### [What is being asked]
Give the entries again, word for word.

Point labeling examples:
────

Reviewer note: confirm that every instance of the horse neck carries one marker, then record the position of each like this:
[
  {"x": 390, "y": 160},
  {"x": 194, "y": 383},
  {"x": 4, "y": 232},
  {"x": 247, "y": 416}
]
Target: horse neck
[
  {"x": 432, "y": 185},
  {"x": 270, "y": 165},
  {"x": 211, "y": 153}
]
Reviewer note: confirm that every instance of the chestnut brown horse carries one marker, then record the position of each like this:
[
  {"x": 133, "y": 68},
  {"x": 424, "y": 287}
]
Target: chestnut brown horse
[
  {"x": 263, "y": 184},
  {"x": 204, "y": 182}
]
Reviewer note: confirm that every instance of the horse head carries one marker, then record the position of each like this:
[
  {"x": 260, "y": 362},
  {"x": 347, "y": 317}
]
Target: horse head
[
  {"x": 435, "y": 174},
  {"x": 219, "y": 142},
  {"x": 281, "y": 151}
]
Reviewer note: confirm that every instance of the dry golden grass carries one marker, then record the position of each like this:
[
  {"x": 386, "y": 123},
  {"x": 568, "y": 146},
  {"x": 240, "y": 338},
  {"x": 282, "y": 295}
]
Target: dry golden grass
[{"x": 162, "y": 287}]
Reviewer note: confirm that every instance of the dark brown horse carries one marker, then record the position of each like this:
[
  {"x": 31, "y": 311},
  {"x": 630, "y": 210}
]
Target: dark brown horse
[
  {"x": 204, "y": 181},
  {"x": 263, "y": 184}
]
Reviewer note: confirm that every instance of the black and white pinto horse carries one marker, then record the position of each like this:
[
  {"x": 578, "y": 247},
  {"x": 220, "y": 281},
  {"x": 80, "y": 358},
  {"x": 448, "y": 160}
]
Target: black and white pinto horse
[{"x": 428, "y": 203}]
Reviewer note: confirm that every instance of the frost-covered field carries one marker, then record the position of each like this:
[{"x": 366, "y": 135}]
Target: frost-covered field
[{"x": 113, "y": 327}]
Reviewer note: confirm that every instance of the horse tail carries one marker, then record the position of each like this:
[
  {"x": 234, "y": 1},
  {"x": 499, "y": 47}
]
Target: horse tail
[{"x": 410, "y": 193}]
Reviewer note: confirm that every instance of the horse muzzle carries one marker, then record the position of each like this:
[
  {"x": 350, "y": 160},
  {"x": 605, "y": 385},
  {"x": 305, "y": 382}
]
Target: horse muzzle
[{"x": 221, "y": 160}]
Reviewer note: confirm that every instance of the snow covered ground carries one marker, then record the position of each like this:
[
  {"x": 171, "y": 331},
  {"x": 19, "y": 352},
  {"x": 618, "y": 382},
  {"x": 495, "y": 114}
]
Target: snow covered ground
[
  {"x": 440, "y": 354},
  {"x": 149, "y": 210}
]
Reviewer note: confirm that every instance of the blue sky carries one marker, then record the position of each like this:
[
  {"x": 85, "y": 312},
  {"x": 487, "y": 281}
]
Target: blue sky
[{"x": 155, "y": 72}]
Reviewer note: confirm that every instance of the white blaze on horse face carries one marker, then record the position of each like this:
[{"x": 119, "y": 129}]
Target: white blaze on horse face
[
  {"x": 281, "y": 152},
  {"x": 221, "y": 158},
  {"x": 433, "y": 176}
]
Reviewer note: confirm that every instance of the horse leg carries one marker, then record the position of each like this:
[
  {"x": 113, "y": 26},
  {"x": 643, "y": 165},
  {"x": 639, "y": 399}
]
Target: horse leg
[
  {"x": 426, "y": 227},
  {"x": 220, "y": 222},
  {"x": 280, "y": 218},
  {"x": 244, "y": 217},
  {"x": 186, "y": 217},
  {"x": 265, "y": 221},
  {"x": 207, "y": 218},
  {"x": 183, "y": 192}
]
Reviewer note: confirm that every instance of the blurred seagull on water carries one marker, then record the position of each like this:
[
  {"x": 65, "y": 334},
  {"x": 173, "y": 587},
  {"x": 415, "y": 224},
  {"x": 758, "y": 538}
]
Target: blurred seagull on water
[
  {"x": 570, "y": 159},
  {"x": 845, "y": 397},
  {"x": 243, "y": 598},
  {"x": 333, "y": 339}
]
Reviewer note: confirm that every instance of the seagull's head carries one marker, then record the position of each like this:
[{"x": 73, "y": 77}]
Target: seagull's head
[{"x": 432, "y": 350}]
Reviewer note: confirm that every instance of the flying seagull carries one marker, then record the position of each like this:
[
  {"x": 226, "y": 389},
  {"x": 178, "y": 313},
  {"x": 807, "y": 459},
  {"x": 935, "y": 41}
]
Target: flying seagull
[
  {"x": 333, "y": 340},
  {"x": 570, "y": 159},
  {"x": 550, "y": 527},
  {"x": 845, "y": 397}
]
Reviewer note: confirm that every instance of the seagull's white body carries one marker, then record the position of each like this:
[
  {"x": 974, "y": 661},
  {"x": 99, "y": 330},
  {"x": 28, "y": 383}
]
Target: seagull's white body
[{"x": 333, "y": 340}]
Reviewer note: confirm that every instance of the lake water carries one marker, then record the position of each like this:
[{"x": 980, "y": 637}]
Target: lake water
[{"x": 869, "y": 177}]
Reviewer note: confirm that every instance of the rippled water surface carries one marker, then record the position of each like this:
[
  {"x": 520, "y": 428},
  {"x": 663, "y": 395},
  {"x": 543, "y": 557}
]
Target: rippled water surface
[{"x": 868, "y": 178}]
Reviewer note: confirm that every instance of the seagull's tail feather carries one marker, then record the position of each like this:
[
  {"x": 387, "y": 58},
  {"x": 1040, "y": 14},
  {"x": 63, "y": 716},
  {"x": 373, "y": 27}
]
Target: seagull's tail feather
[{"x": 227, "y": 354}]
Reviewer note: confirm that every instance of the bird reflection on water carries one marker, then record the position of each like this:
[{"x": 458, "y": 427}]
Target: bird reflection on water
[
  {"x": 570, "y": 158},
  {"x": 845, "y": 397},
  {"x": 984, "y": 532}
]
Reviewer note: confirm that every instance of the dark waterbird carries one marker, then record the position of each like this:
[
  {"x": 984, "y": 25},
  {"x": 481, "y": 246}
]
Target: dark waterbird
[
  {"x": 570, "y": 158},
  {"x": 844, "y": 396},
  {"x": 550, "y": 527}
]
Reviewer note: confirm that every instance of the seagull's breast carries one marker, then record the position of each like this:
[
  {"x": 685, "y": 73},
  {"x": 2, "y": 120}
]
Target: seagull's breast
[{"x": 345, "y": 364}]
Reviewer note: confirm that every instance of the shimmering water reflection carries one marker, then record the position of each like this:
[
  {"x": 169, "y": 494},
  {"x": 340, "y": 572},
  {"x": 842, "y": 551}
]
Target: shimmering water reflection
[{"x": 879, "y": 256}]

────

### [Response to the exercise]
Reviewer note: confirm that every instance of the horse neck carries one marker, then record the position of each like this:
[
  {"x": 390, "y": 160},
  {"x": 194, "y": 383},
  {"x": 4, "y": 232},
  {"x": 247, "y": 416}
]
Target: horse neck
[
  {"x": 432, "y": 185},
  {"x": 270, "y": 165},
  {"x": 211, "y": 153}
]
Reviewer note: confirm that every instance of the chestnut brown horse carries one marker, then record the position of each like this:
[
  {"x": 133, "y": 68},
  {"x": 424, "y": 287}
]
Target: chestnut brown horse
[
  {"x": 263, "y": 184},
  {"x": 204, "y": 182}
]
Reviewer note: confirm that every instance of the horse head carries one marker, then record the position of each like this:
[
  {"x": 260, "y": 362},
  {"x": 347, "y": 317}
]
Target: horse head
[
  {"x": 435, "y": 174},
  {"x": 219, "y": 142},
  {"x": 281, "y": 151}
]
Reviewer note: confirm that every instance of the dry golden grass carries one marker, then record the position of each like this:
[
  {"x": 386, "y": 123},
  {"x": 568, "y": 146},
  {"x": 240, "y": 338},
  {"x": 282, "y": 295}
]
Target: dry golden grass
[{"x": 162, "y": 287}]
Reviewer note: confirm that every instance of the dark brown horse carries one marker, then record the position of each like this:
[
  {"x": 31, "y": 311},
  {"x": 630, "y": 210}
]
Target: dark brown horse
[
  {"x": 204, "y": 181},
  {"x": 263, "y": 184}
]
Reviewer note: confirm that every instance of the black and white pinto horse carries one marker, then record the position of each like this:
[
  {"x": 578, "y": 247},
  {"x": 220, "y": 281},
  {"x": 80, "y": 358},
  {"x": 448, "y": 160}
]
Target: black and white pinto horse
[{"x": 428, "y": 203}]
Reviewer note: confirm that every instance of the frost-covered field carries one marker, then record the position of each like this:
[{"x": 366, "y": 135}]
Target: frost-covered field
[{"x": 113, "y": 327}]
Reviewer note: confirm that every instance of the horse tail carries one marker, then record the position of each like this:
[
  {"x": 234, "y": 1},
  {"x": 499, "y": 47}
]
Target: horse tail
[{"x": 410, "y": 193}]
Reviewer note: confirm that every instance of the horse muzzle carries one marker, then record the position of each like this:
[
  {"x": 350, "y": 160},
  {"x": 605, "y": 385},
  {"x": 305, "y": 382}
]
Target: horse muzzle
[{"x": 221, "y": 160}]
Reviewer note: confirm that every instance of the snow covered ground carries one marker, then record the position of each like this:
[
  {"x": 171, "y": 331},
  {"x": 19, "y": 352},
  {"x": 618, "y": 382},
  {"x": 495, "y": 114}
]
Target: snow covered ground
[
  {"x": 440, "y": 354},
  {"x": 149, "y": 210}
]
Reviewer note: confirm that every instance of the blue sky carries one marker, then record the position of each like this:
[
  {"x": 85, "y": 312},
  {"x": 487, "y": 281}
]
Target: blue sky
[{"x": 155, "y": 72}]
Reviewer note: confirm that every instance of the white blaze on horse face carries one marker, then record the position of each like this:
[{"x": 119, "y": 129}]
Target: white blaze on horse face
[
  {"x": 281, "y": 152},
  {"x": 221, "y": 158},
  {"x": 433, "y": 176}
]
Reviewer note: confirm that every instance of the horse leg carries one marker, then record the position of each like this:
[
  {"x": 113, "y": 26},
  {"x": 643, "y": 165},
  {"x": 639, "y": 399}
]
Target: horse leg
[
  {"x": 426, "y": 227},
  {"x": 220, "y": 222},
  {"x": 280, "y": 218},
  {"x": 244, "y": 217},
  {"x": 186, "y": 217},
  {"x": 265, "y": 221},
  {"x": 207, "y": 218},
  {"x": 183, "y": 192}
]
Reviewer note: confirm that every instance of the blurred seagull on water carries one marker, then record the position of each like this:
[
  {"x": 65, "y": 334},
  {"x": 173, "y": 587},
  {"x": 415, "y": 224},
  {"x": 758, "y": 538}
]
Target: blurred seagull on water
[
  {"x": 570, "y": 159},
  {"x": 845, "y": 397},
  {"x": 243, "y": 598},
  {"x": 333, "y": 339}
]
Reviewer note: confirm that every instance of the seagull's head carries one marker, then record the position of each like this:
[{"x": 73, "y": 77}]
Target: seagull's head
[{"x": 432, "y": 350}]
Reviewer note: confirm that every instance of the flying seagull carries one marker, then record the position of each like this:
[
  {"x": 226, "y": 389},
  {"x": 178, "y": 313},
  {"x": 807, "y": 459},
  {"x": 935, "y": 41}
]
Target: flying seagull
[
  {"x": 333, "y": 340},
  {"x": 570, "y": 159},
  {"x": 550, "y": 527},
  {"x": 845, "y": 397}
]
Reviewer note: confirm that every instance of the seagull's white body carries one marker, then record the position of each like this:
[
  {"x": 974, "y": 661},
  {"x": 99, "y": 330},
  {"x": 28, "y": 383}
]
Target: seagull's white body
[{"x": 333, "y": 340}]
Reviewer note: confirm that every instance of the lake water carries one marker, then record the position of each like this:
[{"x": 980, "y": 637}]
Target: lake water
[{"x": 869, "y": 177}]
Reviewer note: confirm that every instance of the rippled water surface carries one marker, then record the position of each like this:
[
  {"x": 520, "y": 428},
  {"x": 663, "y": 395},
  {"x": 543, "y": 557}
]
Target: rippled water surface
[{"x": 868, "y": 178}]
Reviewer note: confirm that every instance of the seagull's tail feather carries one marker, then record the position of each like this:
[
  {"x": 387, "y": 58},
  {"x": 1040, "y": 14},
  {"x": 63, "y": 716},
  {"x": 373, "y": 27}
]
Target: seagull's tail feather
[{"x": 227, "y": 354}]
Reviewer note: confirm that every instance of the bird reflection on water carries one marker, then record the position of each like this:
[{"x": 458, "y": 427}]
Target: bird reflection on water
[
  {"x": 570, "y": 158},
  {"x": 845, "y": 397},
  {"x": 984, "y": 532}
]
Reviewer note: confirm that every instance of the dark waterbird carries one marker, then record the position of each like this:
[
  {"x": 984, "y": 25},
  {"x": 481, "y": 246}
]
Target: dark waterbird
[
  {"x": 570, "y": 158},
  {"x": 844, "y": 396},
  {"x": 550, "y": 527}
]
Reviewer note: confirm that every instance of the seagull's breast carries one marker, then record the position of each like this:
[
  {"x": 685, "y": 73},
  {"x": 2, "y": 120}
]
Target: seagull's breast
[{"x": 345, "y": 364}]
Reviewer note: confirm that every instance of the shimmering water reflection carries one marker, then record the position of each like this:
[
  {"x": 169, "y": 494},
  {"x": 340, "y": 572},
  {"x": 842, "y": 551}
]
Target: shimmering water reflection
[{"x": 879, "y": 256}]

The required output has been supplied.